::: Source data :::

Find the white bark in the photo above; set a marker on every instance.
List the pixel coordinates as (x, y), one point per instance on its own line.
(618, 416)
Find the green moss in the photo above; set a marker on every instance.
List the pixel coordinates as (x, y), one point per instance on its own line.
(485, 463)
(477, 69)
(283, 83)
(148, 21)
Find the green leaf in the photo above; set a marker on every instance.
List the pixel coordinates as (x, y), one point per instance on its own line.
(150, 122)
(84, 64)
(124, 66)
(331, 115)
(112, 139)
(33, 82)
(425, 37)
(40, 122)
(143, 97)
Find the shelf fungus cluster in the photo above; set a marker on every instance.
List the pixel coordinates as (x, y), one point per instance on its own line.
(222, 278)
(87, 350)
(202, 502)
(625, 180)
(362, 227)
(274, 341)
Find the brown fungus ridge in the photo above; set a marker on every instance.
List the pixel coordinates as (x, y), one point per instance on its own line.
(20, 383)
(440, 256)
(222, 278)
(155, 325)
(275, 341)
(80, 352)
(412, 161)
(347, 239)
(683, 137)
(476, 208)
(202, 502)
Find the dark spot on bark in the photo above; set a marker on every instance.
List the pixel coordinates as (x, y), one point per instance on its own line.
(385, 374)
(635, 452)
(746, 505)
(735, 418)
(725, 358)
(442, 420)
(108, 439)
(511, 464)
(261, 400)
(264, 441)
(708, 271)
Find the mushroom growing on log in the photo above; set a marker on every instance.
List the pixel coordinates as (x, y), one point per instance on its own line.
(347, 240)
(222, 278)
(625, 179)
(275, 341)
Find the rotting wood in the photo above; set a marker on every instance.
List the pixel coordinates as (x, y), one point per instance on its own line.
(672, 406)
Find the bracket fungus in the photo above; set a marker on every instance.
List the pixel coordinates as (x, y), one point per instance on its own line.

:::

Directions for this task - Every record must be retyped so that it matches the original exactly.

Your solution -
Find the white bark in the photo above; set a marker on every instance.
List the pixel coordinates as (x, y), one point per instance on its own line.
(618, 416)
Find the green moss in the photo above; set a marker on every instance.
List the pixel coordinates as (x, y), one point per instance on its own line.
(485, 463)
(477, 69)
(283, 83)
(148, 21)
Find the green leaf in the photo above; set a marker on every instance.
List the pixel coordinates as (x, y), one point per instance on its own line.
(150, 122)
(84, 64)
(124, 66)
(331, 115)
(112, 139)
(33, 82)
(425, 37)
(40, 122)
(143, 97)
Find the shelf fungus cluster in the photo above; set a marker on every instance.
List the pixel coordinates as (x, y), one point per instance on its own line.
(222, 278)
(87, 350)
(202, 502)
(625, 180)
(362, 227)
(274, 341)
Find the brown fungus ridge in the photo above; set a marker on every instance.
List the pixel coordinates as (x, y), one point per instance on its own line.
(20, 383)
(440, 256)
(222, 278)
(155, 325)
(275, 341)
(80, 352)
(412, 161)
(347, 239)
(683, 137)
(476, 208)
(202, 502)
Find the dark spot on bark in the photo above; set a marker on every instance.
List the pixel coordinates as (x, y), one point per instance on its own line.
(385, 374)
(635, 452)
(746, 505)
(735, 418)
(725, 358)
(442, 420)
(108, 439)
(511, 464)
(261, 400)
(264, 441)
(708, 271)
Find the mushroom growing on log in the photo above; set a marker on every instance.
List the pixel coordinates as (x, y), one point per instance on its own line.
(347, 240)
(222, 278)
(625, 179)
(275, 341)
Find the rotting wood in the photo above; set a marker on every instance.
List the pixel coordinates as (x, y), one point per instance on its own line.
(672, 406)
Find the bracket fungus in the photo above; set a marker on every instance.
List the pixel coordinates as (x, y), one point per instance on its own line.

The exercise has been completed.